■ **Teks Bacaan**
"""

Oleh. Ummu Akhtar (Komunitas Setajam Pena)
Direktur Riset & Komunikasi Lembaga Survei KedaiKOPI, Ibnu Dwi Cahyo mengatakan bahwa pemerintahan Prabowo Subianto dan Gibran Rakabuming Raka akan memberikan efek kabinet gemuk. Menurutnya, kabinet ini harus diisi oleh orang-orang yang mumpuni dan profesional di bidangnya dan memiliki latar belakang pengalaman yang sama dengan kementerian yang akan dipimpin (antaranews.com, 18/09/2024).
Dari wacana yang beredar menyebutkan bahwa jajaran kementerian yang akan mendampingi pemerintahan Prabowo-Gibran berjumlah 44 kementerian. Jumlah ini bertambah dari sebelumnya yaitu 34 kementerian.
Hal ini terjadi karena adanya revisi UU Nomor 39 Tahun 2008 tentang Kementerian Negara. Mulai dari jumlah menteri hingga status wakil menteri. Pada pasal 15 UU Kementerian Negara sebelumnya mengatur jumlah kementerian paling banyak 34, namun diubah menjadi tak terbatas alias sesuai kebutuhan presiden. Padahal sebelumnya pasal itu telah membatasi jumlah kementerian maksimal 34 institusi (tempo.co, 17/09/2024).
Kabinet Gemuk, Apakah Solusi?
Makin banyak jumlah kabinet tentunya akan ada orang-orang baru untuk mengisi jabatan itu. Harapannya akan membawa negeri ini lebih maju dan lebih baik. Namun, harapan baik pun pasti berisiko karena akan bertambah pula anggaran untuk menggaji, sehingga dimungkinkan terjadi pembekakan. Padahal, utang negeri ini masih membumbung tinggi. Jadi, apakah penambahan jumlah menteri akan menjadi solusi atau makin menambah permasalahan?
Perlu diketahui, pasal yang dirombak ini tidak masuk program Legislasi Nasional (Prolegnas) 2020-2024. Selain itu, pembahasan Undang-undang ini menunjukkan kesan pemaksaan dan sarat dengan kepentingan pihak tertentu bukan kepentingan rakyat di negara. Karena, pembahasannya diprioritaskan selesai pada Oktober tahun ini. Tentunya hal yang disegerakan ini memberikan opini negatif publik bahwa adanya kabinet gemuk ini hanya menguntungkan sepihak.
Jika itu terjadi memungkinkan penyelewengan kekuasaan yang akan mengarah pada KKN. Karena ada unsur bagi-bagi kue kekuasaan. Adanya kebijakan yang mudah diubah, dipaksakan serta terburu-buru. Ditambah lagi kebijakan itu hadir di tengah kekacauan. Kenaikan utang negara, pajak naik, beban kebutuhan hidup rakyat naik, serta tingginya kasus moralitas, dan sebagainya. Dari hal-hal tersebut bisa dikatakan bahwa penambahan kabinet akan menjadikan tumpang tindih kebijakan, juga akan menambah persoalan baru.

"""

■ **Tugas yang Diberikan 1**
Tuliskan ulang baris-baris data tersimpan, mulai dari baris yang memuat "shutter in this photo." sampai dengan baris terakhir data, dengan mengganti "shelf-audit log" menjadi "stock-check log". Bagian lain tidak boleh diubah.

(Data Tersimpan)
"""

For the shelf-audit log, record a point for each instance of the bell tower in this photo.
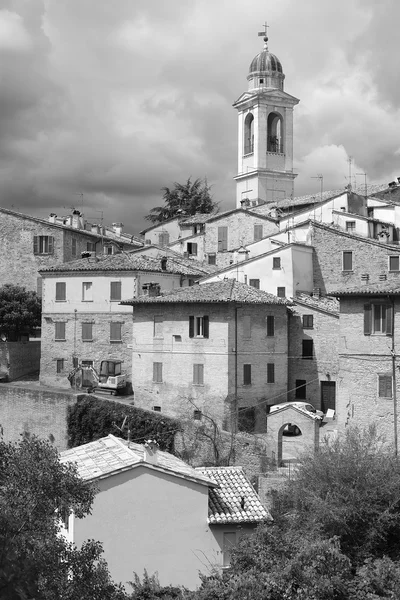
(265, 144)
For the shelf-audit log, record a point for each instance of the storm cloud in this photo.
(104, 103)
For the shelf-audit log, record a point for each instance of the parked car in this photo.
(304, 406)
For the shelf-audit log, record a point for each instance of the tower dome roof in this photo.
(265, 61)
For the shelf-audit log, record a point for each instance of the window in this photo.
(270, 373)
(198, 374)
(115, 291)
(43, 244)
(246, 327)
(347, 261)
(254, 283)
(276, 262)
(87, 332)
(246, 374)
(115, 332)
(247, 419)
(385, 386)
(87, 292)
(191, 249)
(301, 389)
(59, 331)
(257, 233)
(394, 263)
(249, 134)
(378, 319)
(163, 239)
(308, 321)
(61, 291)
(158, 326)
(39, 286)
(307, 348)
(60, 365)
(157, 372)
(270, 325)
(222, 239)
(199, 326)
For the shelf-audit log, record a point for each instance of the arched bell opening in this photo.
(249, 134)
(275, 133)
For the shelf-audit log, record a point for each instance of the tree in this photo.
(184, 199)
(36, 562)
(20, 311)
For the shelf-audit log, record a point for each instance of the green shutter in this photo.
(367, 319)
(205, 326)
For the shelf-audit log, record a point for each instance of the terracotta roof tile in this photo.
(110, 454)
(127, 262)
(235, 500)
(228, 290)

"""

■ **Tugas yang Diberikan 2**
Terjemahkan kalimat "Jumlah ini bertambah dari sebelumnya yaitu 34 kementerian." dari teks tentang kabinet gemuk ke dalam bahasa Inggris.

■ **Penyelesaian 1**
For the stock-check log, record a point for each instance of the green shutter in this photo.
(367, 319)
(205, 326)
For the stock-check log, record a point for each instance of the terracotta roof tile in this photo.
(110, 454)
(127, 262)
(235, 500)
(228, 290)

■ **Penyelesaian 2**
This number has increased from the previous figure of 34 ministries.